* [TASK DETAILS]:
Output each record exactly, excluding pictures.

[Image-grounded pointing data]
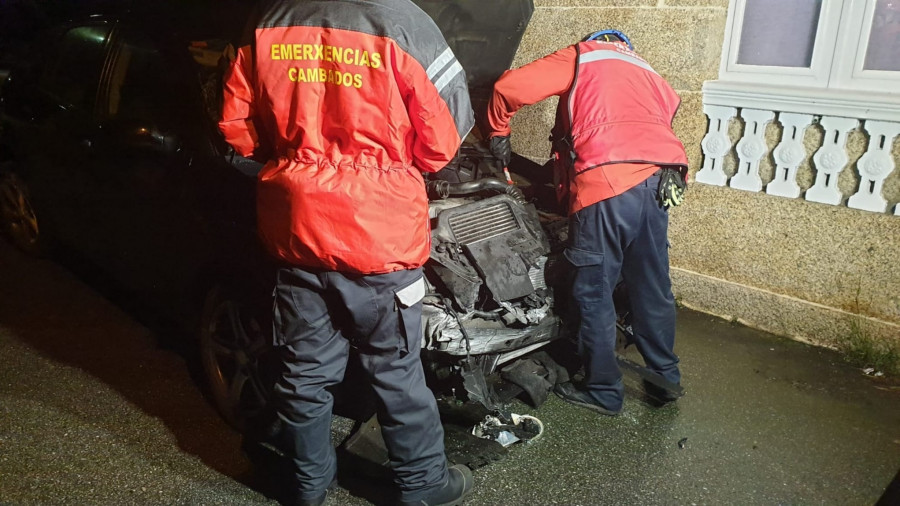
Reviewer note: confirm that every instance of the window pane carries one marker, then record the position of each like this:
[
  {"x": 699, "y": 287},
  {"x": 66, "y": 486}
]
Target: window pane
[
  {"x": 779, "y": 33},
  {"x": 138, "y": 88},
  {"x": 883, "y": 52},
  {"x": 75, "y": 72}
]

* [WRITTEN SOLUTION]:
Reviewer note: confirm that every instance of the window pane carries one marker, then record the position of each like this:
[
  {"x": 699, "y": 287},
  {"x": 66, "y": 486}
]
Target: window pane
[
  {"x": 779, "y": 33},
  {"x": 138, "y": 88},
  {"x": 883, "y": 52},
  {"x": 75, "y": 72}
]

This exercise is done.